Records from a dataset:

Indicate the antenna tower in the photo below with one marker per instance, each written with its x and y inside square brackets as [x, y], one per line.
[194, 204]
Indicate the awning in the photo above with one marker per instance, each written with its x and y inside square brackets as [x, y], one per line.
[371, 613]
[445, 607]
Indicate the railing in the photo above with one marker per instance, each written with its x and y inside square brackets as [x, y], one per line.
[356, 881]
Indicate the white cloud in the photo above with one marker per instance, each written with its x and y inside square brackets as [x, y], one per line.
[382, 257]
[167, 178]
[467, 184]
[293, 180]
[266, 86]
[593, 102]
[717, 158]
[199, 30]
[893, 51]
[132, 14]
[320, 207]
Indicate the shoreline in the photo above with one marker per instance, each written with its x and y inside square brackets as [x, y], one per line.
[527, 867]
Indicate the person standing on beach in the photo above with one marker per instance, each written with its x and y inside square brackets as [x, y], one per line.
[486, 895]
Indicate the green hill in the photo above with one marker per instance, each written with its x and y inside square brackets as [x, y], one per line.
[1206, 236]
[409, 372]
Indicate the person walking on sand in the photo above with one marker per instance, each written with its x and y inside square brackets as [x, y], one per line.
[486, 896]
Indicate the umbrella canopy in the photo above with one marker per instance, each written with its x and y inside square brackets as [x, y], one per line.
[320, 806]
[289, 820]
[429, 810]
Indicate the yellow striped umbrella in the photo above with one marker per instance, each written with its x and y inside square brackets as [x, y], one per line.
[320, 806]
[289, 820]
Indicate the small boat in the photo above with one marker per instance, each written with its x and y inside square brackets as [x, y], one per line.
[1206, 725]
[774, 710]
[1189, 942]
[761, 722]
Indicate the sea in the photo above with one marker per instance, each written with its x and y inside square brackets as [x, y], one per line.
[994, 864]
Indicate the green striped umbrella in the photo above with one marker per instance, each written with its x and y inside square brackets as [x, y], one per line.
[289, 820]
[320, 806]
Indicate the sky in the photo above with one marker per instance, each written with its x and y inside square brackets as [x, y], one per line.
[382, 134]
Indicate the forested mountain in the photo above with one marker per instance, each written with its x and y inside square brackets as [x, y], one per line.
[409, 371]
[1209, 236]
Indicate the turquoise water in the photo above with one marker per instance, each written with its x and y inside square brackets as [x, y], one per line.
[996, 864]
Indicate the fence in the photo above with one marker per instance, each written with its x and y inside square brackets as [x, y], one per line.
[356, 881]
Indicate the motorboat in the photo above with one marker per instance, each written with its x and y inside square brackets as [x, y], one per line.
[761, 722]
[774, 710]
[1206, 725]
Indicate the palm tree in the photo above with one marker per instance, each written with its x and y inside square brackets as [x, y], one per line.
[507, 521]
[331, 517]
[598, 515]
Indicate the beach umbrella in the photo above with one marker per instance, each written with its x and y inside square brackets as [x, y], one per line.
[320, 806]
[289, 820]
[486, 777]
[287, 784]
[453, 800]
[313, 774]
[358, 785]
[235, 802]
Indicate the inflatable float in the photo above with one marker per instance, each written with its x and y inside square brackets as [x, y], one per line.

▶ Task details
Repeat all the lines above verbatim.

▶ Answer section
Indicate the antenna tower in the photo below with one marker per instance, each written with its x and y inside square brackets as [x, y], one per line.
[194, 204]
Indicate the awning in the photo above with one marker per instance, each written with its x and y inside square brackets as [x, y], one per line.
[371, 613]
[445, 607]
Indicate the railing in the photo above with one marker per instance, each written with its x and y inside square brackets as [x, y], one per line.
[356, 881]
Indicate the white cloud in the photo above with one marker per instance, each written with its x and y inside square brackets as [x, y], one per line.
[382, 257]
[167, 178]
[467, 184]
[293, 180]
[266, 86]
[593, 102]
[717, 158]
[199, 30]
[893, 51]
[132, 14]
[320, 207]
Indicate the shoreline in the photo above with one marker per instance, each written with its x and y inside square brackets as [x, y], one per line.
[527, 867]
Indicate the person standing on beach in the photo above with one marker per instance, each written with its x and y inside square brackets as [x, y], one per line.
[486, 895]
Indicate the green hill in the photo above with one marker per instance, each written with its x and y inside square brackets as [x, y], one per line.
[1206, 236]
[409, 372]
Indicate the person walking on sand in the photo above with one marker per instance, each written with its x and y inside square brackets as [x, y], one per line.
[486, 896]
Indicate the umbrella canopy in the photo above with one marker per instance, each written with its x and y inside square brackets as [x, y], one per line.
[320, 806]
[289, 820]
[429, 810]
Indicate the yellow striped umbrella in the photo above with one marker per instance, each written with its x and y inside square brackets as [x, y], one per line.
[320, 806]
[289, 820]
Indicate the small boat in the photo above with one marker per instance, each written with its x and y inside square brackets as [x, y], one per line.
[1206, 725]
[774, 710]
[1189, 942]
[761, 722]
Indicate the sea in the photo above with one marker per instance, each written with its x and y inside square brackets as [x, y], one per line.
[994, 864]
Indicate the green striped umbrella in the photo above with one marker per instance, each written with its x and y inside square brackets as [x, y], one per line.
[289, 820]
[320, 806]
Indicate the sky in the photo above with one marker per instance, each written with its x and y inside square brackets as [x, y], one per line.
[382, 134]
Indicate the forested mountain in the photo above with one marker per instance, each written with its x and y inside square brackets as [x, y], one per line.
[409, 371]
[1209, 236]
Indicate the turquoise water in the photo above with one marker per instance, each written with its x and y inside square brackets as [x, y], one per line.
[996, 864]
Indicate the fence in the photo above with one marker per instance, each written with its x and y inside square brackets as [x, y], one per line.
[356, 881]
Indicate the motorboat in the photo above with one marker per instance, each written with its x and y inside square brackets as [x, y], one per line.
[761, 722]
[774, 710]
[1206, 725]
Indicate the palm tree in the photo above with one marker per instance, each written with its x and y inside square brackets as [x, y], one per line.
[507, 521]
[331, 517]
[598, 515]
Indicate the beach umbrella in the photo above with one marker per instance, each written with its x and y inside square brackets as [x, y], one per line.
[320, 806]
[289, 820]
[486, 777]
[287, 784]
[453, 800]
[313, 774]
[358, 785]
[235, 802]
Indicate the inflatable float in the photo above with one marker per instance, each written with its x and y inside square brackets as [x, y], one per line.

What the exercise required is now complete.